-- TASK DIRECTIONS --
Each entry should be transcribed exactly as written, and any picture left out.

-- INFORMATION SUPPLIED --
□ □ □ □

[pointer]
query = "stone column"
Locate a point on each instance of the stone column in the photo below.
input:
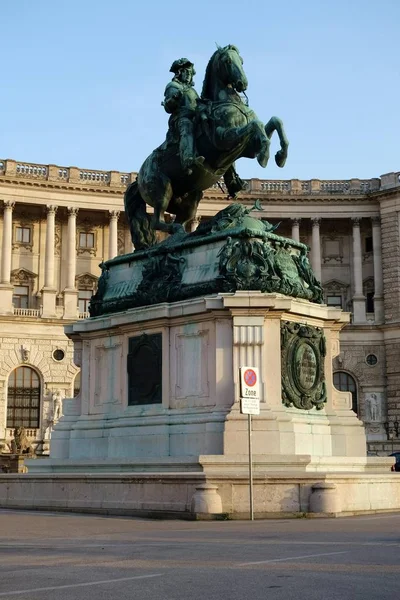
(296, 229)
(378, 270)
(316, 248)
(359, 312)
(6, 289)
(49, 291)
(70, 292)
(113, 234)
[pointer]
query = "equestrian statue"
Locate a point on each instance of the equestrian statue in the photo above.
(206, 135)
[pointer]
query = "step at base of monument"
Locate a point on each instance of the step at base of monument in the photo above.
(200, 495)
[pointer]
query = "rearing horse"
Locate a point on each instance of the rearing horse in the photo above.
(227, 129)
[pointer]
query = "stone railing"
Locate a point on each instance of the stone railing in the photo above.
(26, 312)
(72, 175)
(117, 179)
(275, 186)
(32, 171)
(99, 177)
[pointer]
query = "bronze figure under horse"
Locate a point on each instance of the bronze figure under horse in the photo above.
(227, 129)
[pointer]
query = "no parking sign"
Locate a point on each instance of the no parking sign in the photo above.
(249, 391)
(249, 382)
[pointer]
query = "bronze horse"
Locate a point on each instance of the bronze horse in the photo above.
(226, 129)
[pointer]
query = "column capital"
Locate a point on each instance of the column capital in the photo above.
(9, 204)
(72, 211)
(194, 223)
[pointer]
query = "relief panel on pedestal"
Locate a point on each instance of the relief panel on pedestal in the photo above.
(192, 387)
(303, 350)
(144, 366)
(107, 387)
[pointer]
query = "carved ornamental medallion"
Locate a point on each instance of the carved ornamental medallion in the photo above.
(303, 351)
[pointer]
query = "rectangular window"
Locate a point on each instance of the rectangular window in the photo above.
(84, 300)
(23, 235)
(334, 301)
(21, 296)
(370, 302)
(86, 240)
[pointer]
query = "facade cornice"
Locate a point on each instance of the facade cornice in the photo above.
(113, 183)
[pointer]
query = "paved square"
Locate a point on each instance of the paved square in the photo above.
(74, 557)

□ □ □ □

-- EXERCISE RESULT --
[pointer]
query = "stone column"
Locate a point on each instance of the stone column in the photo below.
input:
(296, 229)
(378, 270)
(316, 248)
(359, 312)
(6, 289)
(49, 291)
(70, 292)
(113, 234)
[pointer]
query = "equestrian statue"
Locate a point on each instance of the equestrian statue in the photo above.
(206, 135)
[pointer]
query = "step at base of monument"
Locate a point on each instance of the step at base of monument in the photo above.
(200, 495)
[pointer]
query = "rearing horse"
Locate a point on each instance of the rearing horse in the photo above.
(227, 129)
[pointer]
query = "stone railing"
Locate a point on each instance of the stone railing in the photo above.
(26, 312)
(72, 175)
(117, 179)
(275, 186)
(32, 171)
(99, 177)
[pointer]
query = "bronze figure under horse"
Locate a point on each instance of the bronze figure under horse in the photo above.
(227, 129)
[pointer]
query = "no parking sign"
Locate a point on each instance of the no parking sign in the photo above.
(249, 391)
(249, 382)
[pointer]
query = "bronze horse"
Locate a point on each instance of the bronze horse in the photo above.
(226, 129)
[pointer]
query = "column capital"
Locate a point on each instance of the column capital in the photo above.
(9, 204)
(72, 211)
(194, 223)
[pointer]
query = "relief panel on pedestal"
Locate a point on each instance of the relief panel on pedestal in the photo above.
(192, 387)
(303, 350)
(144, 366)
(107, 387)
[pointer]
query = "carved ornamental medallion"
Locate a point on each instance of the carved ornamental medallion in the photo above.
(303, 351)
[pointer]
query = "rectangular window"
Locate a point on each instance of the rectangular window in the photo above.
(84, 300)
(23, 235)
(334, 301)
(21, 296)
(370, 302)
(86, 240)
[pointer]
query = "facade cornice"
Locate a point on each instance of the facade cornice in the photo above.
(113, 183)
[pointer]
query = "paved square"
Locate a point on each instance of the paved square in the photo above.
(74, 557)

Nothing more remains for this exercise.